__Exercise goal__. Your task is to filter the data below down to the lines holding "bald".

Region pointing data
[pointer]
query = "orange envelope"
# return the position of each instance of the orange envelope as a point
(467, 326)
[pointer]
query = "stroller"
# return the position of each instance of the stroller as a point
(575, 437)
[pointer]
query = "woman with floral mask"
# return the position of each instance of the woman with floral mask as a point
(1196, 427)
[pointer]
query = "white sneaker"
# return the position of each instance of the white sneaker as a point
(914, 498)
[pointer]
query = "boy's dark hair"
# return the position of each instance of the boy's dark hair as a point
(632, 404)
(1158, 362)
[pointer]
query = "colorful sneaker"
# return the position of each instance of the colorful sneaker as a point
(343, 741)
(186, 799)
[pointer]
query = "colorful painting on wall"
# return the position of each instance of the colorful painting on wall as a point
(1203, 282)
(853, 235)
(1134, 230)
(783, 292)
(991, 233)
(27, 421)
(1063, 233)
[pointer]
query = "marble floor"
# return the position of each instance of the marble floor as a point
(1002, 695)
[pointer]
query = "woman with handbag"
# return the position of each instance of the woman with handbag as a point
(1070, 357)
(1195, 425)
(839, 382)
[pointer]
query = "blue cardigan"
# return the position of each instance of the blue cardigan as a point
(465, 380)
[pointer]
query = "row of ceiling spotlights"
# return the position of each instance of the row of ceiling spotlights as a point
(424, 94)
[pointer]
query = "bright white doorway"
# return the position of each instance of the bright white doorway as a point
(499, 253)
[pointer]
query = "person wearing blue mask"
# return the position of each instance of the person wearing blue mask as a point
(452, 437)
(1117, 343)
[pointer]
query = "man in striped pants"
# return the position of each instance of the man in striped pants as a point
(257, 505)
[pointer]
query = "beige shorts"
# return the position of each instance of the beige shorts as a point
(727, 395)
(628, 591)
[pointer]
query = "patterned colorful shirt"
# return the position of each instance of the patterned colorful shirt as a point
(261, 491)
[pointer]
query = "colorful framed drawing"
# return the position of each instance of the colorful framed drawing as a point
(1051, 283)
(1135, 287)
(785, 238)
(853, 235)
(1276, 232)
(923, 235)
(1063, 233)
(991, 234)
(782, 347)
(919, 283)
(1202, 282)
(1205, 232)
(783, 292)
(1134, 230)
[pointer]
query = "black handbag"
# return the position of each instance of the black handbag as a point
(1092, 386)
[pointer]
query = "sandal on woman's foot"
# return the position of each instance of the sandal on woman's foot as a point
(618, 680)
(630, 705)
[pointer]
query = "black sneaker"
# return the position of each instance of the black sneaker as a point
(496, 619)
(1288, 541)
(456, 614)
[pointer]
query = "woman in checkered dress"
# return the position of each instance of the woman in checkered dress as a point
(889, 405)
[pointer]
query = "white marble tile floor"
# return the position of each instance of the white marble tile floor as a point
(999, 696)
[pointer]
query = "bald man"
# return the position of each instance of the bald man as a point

__Reply to the task__.
query = "bald man"
# return the position of each instance of the bald man as a point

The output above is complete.